It’s spring fever…. You don’t quite know what it is you DO want, but it just fairly makes your heart ache, you want it so!”
– Mark Twain, author
Buenos Aires – No question, spring has sprung in these parts. And what better place to stop off for lunch on a beautiful spring day in Palermo than Spring, J.L. Borges 2284 Bulnes 2577 [new location], Guatemala 4452 [and moved again], a spot I’ve passed by many a times and noted the sign for comida vegetariana, and said to myself, “one of these days I have to get back here and check it out.” And, so I did. It’s a large space, very plain, and, upon entering, I realized it was a tenedor libre, an all you can eat buffet, with a Chinese, or at least Asian, bent. Of course, a buffet calls out to my deepest roots, right into the genetic material of my being, and given that I’m trying to shed a few pounds plus lower a bit of that cholesterol stuff, a vegetarian version seems the better option.
I think, other than perhaps the tempeh dish, I’d stick with the cold dishes, unless something in particular caught my eye one day – and I will be back, because for a mere 20 pesos at lunch, it’s a great deal in a city that’s starting to get expensive these days. And the dishes do change – or at least that’s the claim – 80 selections that change throughout the course of the day – and better quality than most of the Chinese all you can eat places I’ve checked out in town.
Yay! I have been working through a box of chocolates from Bariloche. This will come in handy for my calorie cut-back this week. Thanks for the scoop, Dan!
How expensive is BA now? The exchange rate has not changed much. Are businesses simply charging a lot more? Has inflation been a problem?
Well, six years of 30-35% annual inflation has certainly raised prices, initially quite slowly, but it’s picking up steam as that compounds. Examples – when I first moved here in July 2005, a simple empanada was generally a peso, sometimes less, now they’re regularly 3 to 4 pesos apiece. Going out to our neigborhood parrilla for a mixed grill for two cost 15 pesos, it’s now 32 at the same spot. I could regularly eat lunch out on my wanders for 5-10 pesos, or at a nice place for up to, say 25 – now, a menu ejecutivo even at the cheapest dive is 10 or more, and at nicer places lunch can cost 60 and up.

→ **RECORD SET**
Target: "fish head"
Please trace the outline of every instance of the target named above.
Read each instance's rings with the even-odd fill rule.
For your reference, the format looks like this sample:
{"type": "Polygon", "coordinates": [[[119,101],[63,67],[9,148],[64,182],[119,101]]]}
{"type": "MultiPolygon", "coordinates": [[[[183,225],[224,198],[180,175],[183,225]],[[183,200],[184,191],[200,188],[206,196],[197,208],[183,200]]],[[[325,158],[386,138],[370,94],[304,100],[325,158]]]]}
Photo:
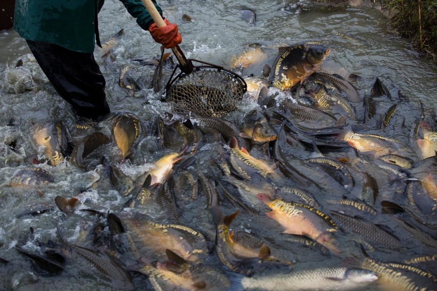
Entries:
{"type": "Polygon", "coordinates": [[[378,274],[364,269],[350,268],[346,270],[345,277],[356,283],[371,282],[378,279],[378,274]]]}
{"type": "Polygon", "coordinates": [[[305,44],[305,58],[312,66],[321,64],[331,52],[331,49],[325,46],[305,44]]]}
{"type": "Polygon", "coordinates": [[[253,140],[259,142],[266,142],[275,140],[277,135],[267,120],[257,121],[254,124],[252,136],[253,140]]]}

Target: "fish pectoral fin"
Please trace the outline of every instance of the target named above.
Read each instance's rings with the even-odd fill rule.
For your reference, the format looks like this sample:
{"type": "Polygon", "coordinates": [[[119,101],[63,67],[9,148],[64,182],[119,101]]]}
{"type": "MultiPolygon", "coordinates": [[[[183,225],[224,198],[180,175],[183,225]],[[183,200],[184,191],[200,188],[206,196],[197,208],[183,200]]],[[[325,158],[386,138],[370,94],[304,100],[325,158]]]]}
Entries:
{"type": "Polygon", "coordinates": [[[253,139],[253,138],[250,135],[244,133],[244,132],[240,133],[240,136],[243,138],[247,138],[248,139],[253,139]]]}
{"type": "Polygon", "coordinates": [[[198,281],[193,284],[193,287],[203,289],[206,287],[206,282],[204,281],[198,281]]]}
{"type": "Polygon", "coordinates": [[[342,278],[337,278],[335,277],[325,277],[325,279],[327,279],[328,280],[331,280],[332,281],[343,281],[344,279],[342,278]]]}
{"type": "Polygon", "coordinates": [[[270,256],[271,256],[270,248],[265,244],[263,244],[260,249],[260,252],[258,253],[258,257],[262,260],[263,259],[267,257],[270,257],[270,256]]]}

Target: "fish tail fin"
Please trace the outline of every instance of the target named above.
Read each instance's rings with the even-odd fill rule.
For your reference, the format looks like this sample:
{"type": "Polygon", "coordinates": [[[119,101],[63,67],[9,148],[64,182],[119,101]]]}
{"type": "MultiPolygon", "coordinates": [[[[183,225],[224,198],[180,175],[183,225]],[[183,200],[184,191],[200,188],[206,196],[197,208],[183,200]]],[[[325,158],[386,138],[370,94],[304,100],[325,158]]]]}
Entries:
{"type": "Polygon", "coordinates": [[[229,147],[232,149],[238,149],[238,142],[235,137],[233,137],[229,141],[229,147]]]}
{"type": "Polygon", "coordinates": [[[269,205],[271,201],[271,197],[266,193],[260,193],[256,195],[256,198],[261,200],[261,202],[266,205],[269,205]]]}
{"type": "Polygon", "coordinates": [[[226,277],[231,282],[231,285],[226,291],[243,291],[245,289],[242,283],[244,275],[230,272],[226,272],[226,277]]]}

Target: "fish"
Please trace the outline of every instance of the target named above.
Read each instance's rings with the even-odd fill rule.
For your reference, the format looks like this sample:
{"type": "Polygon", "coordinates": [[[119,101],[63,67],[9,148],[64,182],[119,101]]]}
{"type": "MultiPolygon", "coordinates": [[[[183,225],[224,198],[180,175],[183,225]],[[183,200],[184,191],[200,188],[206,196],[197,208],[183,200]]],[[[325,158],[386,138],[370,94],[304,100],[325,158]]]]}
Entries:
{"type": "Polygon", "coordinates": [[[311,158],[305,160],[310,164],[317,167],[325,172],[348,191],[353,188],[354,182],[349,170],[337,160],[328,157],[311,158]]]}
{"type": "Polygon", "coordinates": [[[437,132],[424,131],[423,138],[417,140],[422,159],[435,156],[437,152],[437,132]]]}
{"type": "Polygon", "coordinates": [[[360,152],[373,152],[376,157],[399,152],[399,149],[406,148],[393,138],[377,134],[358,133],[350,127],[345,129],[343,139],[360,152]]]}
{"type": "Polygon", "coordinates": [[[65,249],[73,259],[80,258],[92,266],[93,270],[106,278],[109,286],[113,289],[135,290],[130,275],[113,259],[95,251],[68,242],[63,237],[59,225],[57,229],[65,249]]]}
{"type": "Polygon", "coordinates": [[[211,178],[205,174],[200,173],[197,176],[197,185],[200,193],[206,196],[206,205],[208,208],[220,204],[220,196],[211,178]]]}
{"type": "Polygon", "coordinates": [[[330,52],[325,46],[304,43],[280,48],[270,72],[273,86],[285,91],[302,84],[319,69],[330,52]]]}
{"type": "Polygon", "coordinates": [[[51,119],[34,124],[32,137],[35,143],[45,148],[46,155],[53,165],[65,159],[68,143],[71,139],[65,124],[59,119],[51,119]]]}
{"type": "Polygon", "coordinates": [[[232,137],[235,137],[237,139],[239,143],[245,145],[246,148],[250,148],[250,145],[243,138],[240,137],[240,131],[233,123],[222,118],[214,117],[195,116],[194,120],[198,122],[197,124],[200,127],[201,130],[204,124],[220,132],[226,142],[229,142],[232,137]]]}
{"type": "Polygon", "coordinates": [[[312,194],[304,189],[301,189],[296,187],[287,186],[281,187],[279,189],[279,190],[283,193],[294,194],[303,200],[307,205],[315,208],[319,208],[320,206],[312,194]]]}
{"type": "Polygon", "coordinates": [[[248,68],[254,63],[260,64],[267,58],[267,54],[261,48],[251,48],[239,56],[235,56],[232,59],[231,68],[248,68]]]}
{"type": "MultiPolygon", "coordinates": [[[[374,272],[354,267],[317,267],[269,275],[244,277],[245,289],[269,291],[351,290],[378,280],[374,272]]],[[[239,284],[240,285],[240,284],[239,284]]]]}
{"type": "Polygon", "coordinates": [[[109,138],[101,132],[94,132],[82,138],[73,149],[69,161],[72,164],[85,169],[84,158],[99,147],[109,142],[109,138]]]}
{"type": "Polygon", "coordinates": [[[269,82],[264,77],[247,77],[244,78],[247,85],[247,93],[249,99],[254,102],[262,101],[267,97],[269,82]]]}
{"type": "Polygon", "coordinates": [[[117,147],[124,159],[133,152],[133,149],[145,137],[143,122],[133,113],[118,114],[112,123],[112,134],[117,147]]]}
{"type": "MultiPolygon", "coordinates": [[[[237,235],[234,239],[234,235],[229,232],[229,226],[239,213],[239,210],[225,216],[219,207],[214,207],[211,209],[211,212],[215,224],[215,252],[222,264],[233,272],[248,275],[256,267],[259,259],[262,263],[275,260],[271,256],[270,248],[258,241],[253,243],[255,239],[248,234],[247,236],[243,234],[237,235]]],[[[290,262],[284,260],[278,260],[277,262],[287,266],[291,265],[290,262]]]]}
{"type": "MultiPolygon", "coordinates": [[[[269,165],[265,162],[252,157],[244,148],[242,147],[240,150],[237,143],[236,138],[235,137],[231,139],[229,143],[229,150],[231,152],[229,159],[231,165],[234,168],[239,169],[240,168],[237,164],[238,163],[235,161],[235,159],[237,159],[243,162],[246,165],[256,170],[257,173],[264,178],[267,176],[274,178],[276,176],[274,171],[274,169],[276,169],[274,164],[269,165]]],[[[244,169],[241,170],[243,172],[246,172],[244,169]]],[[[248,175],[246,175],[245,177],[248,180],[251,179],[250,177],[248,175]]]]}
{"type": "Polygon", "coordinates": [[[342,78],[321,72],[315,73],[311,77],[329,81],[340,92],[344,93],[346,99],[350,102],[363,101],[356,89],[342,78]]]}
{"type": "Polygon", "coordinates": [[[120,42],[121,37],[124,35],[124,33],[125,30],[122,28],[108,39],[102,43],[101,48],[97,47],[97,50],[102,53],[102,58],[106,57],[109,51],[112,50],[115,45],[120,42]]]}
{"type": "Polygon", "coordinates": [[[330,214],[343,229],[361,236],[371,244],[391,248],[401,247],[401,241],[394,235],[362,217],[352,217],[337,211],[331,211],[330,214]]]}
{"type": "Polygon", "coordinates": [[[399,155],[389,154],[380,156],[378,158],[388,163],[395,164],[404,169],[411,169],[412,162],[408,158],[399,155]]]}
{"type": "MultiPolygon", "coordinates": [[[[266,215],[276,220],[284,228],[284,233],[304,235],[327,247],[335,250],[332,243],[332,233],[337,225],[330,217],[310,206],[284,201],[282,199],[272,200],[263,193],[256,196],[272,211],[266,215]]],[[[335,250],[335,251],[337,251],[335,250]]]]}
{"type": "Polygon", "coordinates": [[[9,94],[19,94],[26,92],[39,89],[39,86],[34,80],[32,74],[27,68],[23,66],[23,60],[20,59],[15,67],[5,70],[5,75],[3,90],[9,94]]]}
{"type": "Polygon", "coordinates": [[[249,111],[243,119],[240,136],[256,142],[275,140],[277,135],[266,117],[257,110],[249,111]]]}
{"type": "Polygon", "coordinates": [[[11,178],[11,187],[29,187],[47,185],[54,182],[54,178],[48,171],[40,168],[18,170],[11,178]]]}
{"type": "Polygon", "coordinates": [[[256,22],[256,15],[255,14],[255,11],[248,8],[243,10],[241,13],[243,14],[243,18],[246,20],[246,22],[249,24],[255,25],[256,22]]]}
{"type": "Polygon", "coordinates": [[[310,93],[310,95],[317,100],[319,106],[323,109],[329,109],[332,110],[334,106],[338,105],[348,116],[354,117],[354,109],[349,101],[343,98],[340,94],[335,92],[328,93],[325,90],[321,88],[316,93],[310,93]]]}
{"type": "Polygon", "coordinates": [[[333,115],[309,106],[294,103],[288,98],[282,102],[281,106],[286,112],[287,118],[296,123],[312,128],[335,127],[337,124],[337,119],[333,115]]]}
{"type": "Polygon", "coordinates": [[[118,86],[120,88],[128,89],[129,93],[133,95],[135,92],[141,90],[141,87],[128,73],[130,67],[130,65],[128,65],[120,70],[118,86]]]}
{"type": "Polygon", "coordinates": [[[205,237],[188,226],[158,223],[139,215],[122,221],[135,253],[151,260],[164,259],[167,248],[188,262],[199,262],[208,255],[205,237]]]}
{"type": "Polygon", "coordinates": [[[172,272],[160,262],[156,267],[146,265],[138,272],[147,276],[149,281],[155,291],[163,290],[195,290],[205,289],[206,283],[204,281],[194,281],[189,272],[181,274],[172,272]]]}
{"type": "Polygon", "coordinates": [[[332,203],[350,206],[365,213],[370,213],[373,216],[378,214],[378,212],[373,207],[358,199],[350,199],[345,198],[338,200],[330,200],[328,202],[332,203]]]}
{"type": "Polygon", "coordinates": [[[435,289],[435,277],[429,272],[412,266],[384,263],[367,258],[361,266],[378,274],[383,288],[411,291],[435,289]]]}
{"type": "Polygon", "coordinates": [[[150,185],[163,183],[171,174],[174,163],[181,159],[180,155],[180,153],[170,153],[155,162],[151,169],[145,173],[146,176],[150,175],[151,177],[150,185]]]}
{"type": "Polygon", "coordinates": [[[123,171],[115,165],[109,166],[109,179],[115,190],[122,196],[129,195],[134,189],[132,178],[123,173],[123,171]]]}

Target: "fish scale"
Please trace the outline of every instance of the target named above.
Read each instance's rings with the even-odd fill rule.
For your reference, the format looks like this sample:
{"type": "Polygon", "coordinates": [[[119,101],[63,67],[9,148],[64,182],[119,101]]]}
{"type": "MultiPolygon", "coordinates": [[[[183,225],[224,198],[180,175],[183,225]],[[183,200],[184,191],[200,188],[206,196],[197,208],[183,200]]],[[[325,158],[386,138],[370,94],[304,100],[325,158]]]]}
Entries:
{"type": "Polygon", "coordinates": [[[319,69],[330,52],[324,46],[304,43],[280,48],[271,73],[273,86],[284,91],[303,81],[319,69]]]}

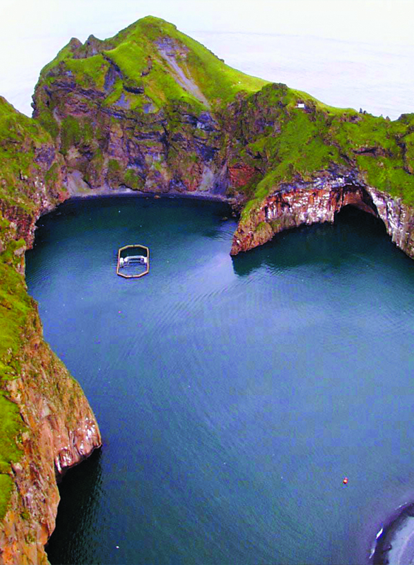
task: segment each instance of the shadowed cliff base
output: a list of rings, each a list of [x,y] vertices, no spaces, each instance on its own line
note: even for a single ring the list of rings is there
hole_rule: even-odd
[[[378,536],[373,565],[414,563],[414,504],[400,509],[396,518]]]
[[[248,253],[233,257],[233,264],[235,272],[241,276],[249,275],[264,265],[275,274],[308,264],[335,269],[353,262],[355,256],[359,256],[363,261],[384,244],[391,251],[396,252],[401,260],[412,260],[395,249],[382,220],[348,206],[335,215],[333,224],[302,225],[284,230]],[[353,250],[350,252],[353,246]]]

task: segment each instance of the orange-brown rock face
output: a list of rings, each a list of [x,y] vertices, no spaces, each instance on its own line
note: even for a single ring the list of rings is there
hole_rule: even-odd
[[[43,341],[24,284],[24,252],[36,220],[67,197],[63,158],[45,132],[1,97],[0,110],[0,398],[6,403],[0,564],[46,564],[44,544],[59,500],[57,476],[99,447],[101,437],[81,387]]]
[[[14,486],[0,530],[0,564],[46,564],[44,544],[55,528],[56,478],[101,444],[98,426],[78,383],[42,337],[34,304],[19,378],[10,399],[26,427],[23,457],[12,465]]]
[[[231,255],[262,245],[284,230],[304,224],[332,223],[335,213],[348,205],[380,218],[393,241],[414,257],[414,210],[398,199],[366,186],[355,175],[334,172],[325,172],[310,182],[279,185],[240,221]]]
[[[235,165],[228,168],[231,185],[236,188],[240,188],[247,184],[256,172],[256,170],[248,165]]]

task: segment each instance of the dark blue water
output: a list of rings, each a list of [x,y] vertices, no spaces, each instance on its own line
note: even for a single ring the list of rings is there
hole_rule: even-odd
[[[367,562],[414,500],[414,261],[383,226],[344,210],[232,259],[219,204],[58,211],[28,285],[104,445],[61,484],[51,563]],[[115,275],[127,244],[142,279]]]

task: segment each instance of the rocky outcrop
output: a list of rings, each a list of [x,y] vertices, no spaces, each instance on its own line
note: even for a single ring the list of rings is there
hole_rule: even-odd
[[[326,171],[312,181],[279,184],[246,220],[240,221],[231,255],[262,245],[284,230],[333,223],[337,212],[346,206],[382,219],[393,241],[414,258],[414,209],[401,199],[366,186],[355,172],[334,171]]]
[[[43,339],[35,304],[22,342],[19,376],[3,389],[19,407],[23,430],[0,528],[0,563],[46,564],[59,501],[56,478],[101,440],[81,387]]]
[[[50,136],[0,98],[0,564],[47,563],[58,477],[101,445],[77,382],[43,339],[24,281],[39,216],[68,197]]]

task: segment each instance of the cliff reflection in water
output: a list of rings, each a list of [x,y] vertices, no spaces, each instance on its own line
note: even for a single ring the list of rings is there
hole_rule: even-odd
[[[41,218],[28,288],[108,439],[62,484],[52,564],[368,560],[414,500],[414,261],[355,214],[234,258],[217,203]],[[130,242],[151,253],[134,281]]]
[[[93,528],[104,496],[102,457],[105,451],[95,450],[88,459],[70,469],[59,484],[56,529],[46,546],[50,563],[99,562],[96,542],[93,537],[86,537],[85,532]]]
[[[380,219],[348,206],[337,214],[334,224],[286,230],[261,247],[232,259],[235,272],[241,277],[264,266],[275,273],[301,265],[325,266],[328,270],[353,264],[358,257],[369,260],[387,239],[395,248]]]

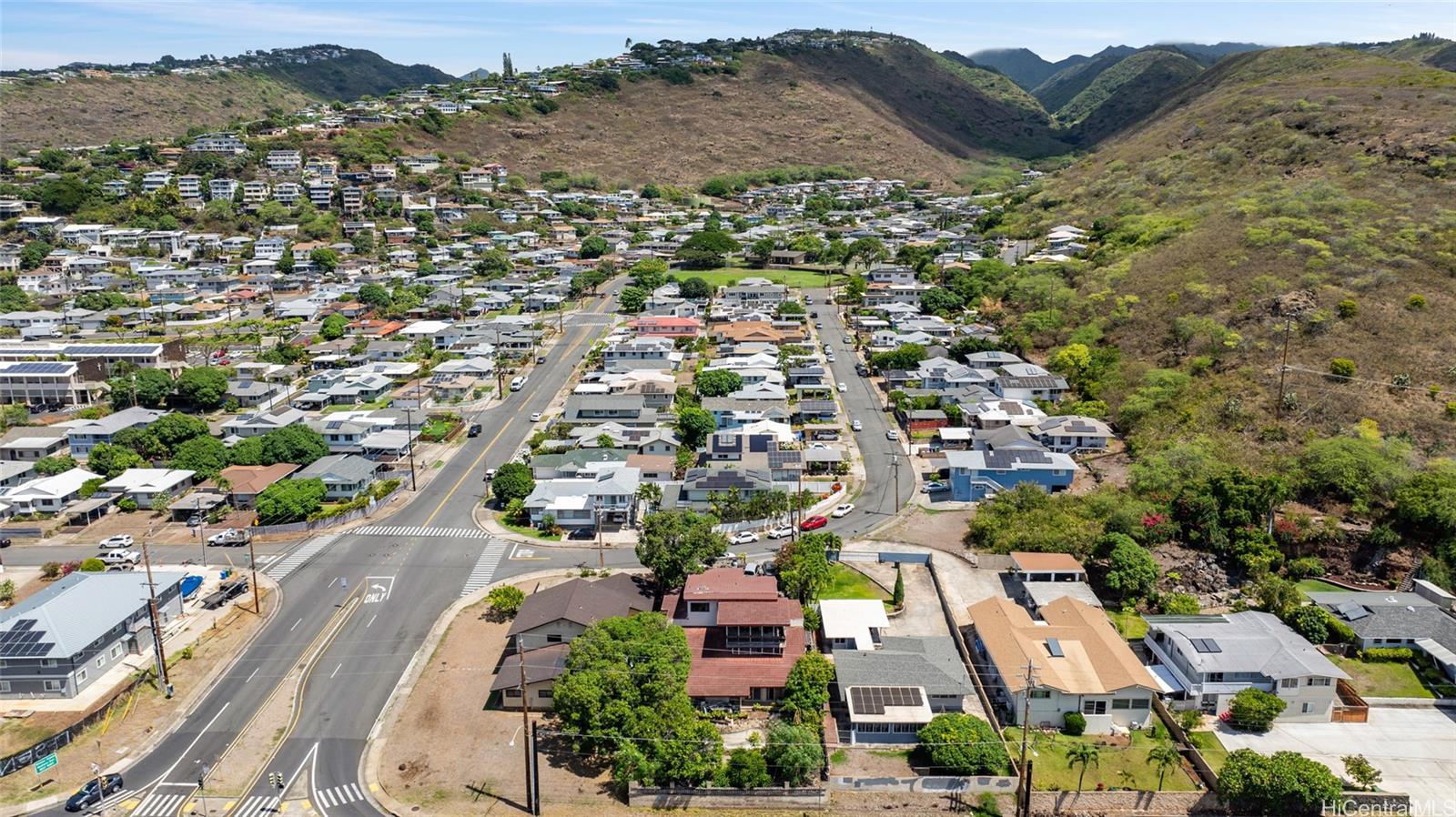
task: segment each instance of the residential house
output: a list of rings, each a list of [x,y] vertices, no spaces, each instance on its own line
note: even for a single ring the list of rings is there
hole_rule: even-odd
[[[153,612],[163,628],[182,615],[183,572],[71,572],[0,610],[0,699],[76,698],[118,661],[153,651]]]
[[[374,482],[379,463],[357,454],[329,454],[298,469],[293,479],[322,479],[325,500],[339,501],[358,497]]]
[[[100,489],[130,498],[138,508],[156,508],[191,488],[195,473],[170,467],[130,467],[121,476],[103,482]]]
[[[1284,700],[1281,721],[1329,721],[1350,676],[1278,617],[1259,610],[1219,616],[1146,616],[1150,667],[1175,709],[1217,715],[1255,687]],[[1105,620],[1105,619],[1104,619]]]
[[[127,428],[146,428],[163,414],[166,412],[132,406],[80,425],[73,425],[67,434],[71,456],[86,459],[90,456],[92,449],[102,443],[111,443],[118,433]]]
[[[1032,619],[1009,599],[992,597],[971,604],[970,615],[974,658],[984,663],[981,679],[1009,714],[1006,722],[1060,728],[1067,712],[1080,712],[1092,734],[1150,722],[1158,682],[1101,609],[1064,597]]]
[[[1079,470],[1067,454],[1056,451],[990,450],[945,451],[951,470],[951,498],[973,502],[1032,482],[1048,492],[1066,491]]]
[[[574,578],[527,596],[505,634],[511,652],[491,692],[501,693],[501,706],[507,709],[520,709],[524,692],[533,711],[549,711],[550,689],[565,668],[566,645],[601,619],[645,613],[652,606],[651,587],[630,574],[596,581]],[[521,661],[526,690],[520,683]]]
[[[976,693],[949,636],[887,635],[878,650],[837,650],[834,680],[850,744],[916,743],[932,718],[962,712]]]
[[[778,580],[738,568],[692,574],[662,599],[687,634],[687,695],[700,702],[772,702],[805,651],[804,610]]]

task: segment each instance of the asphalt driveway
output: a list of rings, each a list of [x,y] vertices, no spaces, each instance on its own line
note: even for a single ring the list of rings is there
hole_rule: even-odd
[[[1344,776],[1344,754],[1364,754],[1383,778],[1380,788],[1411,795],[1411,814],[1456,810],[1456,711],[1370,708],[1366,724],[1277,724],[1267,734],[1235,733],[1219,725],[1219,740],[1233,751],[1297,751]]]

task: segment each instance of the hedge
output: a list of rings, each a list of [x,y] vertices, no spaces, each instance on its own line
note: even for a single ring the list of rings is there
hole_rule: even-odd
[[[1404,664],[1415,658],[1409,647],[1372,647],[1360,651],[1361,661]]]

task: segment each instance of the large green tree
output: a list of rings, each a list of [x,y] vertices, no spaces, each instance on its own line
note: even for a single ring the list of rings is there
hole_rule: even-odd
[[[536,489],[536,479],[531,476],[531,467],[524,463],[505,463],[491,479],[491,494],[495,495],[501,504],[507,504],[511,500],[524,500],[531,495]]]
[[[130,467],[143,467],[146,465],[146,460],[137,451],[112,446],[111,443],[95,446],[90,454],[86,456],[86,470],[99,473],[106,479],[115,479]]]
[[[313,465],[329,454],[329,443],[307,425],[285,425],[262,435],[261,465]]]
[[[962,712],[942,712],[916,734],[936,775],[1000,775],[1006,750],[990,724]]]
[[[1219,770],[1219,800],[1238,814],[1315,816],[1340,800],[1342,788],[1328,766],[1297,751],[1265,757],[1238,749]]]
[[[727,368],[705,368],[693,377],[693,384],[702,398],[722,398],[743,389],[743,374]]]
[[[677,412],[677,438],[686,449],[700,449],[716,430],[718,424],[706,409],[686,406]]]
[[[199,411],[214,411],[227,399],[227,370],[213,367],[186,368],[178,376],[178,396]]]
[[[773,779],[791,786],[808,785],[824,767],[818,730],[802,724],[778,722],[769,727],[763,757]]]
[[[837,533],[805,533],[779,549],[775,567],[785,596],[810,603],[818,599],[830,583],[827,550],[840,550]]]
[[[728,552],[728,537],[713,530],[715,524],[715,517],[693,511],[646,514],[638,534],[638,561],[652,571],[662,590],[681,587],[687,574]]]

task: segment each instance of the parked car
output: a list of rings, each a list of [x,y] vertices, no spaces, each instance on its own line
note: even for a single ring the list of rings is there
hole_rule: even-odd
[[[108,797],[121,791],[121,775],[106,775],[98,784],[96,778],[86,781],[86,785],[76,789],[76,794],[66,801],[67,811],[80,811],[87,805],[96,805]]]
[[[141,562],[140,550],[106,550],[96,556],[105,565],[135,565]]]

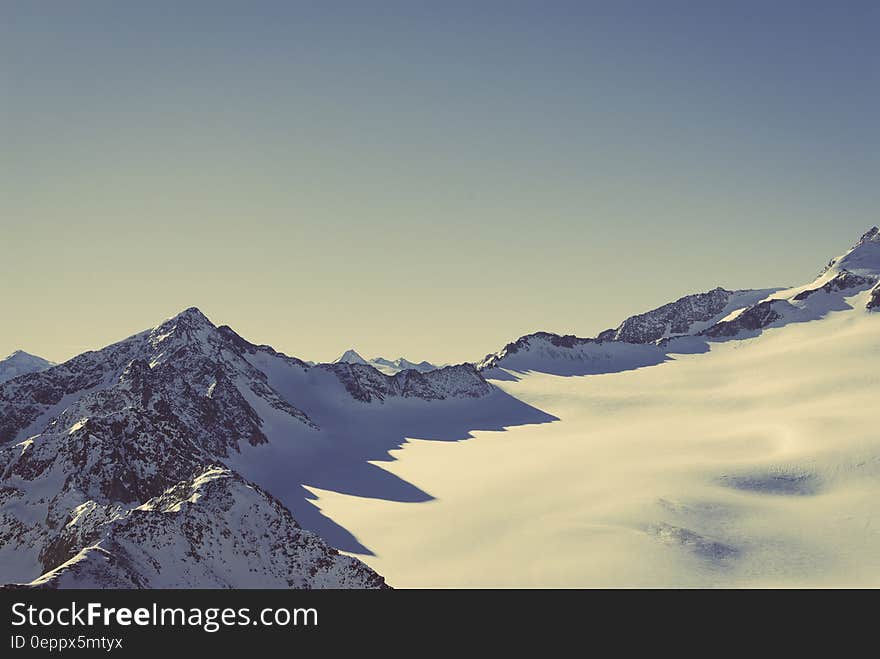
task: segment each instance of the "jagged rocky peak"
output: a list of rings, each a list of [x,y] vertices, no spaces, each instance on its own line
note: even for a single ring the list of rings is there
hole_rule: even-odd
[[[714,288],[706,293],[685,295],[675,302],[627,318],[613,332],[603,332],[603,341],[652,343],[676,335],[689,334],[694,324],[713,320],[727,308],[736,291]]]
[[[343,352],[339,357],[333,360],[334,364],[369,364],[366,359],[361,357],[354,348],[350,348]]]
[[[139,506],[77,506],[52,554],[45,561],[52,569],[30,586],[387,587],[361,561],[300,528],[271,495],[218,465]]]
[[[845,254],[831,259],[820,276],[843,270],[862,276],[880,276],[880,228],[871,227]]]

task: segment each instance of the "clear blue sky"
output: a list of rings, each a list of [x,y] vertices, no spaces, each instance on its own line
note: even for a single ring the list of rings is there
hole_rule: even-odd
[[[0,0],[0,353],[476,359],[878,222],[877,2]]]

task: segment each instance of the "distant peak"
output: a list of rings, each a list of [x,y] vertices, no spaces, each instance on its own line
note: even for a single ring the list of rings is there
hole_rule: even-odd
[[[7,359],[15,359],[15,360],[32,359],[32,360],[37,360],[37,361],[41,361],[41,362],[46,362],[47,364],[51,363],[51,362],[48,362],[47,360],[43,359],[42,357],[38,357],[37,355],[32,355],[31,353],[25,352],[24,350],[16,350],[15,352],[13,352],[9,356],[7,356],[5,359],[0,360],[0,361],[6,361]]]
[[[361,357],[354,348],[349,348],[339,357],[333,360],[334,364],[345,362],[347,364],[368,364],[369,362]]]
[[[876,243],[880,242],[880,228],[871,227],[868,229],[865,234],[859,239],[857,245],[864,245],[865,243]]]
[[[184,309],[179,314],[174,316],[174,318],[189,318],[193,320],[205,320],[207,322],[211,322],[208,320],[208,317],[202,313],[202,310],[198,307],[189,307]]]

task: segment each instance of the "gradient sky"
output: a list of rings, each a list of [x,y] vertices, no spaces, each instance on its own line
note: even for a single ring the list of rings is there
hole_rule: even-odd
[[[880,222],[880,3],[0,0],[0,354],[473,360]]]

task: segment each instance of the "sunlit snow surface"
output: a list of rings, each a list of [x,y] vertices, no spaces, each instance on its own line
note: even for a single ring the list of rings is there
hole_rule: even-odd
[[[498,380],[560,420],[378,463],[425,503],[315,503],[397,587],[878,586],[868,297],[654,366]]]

→ **WHAT THIS EXERCISE ASKS**
- 1) Rewrite the part of the Buenos Aires post starting with "Yay! I have" and going on through "the scoop, Dan!", substituting "cookies" for "chocolates".
- 2) According to the Buenos Aires post, how much does lunch at Spring cost?

→ **SOLUTIONS BELOW**
- 1)
Yay! I have been working through a box of cookies from Bariloche. This will come in handy for my calorie cut-back this week. Thanks for the scoop, Dan!

- 2) 20 pesos.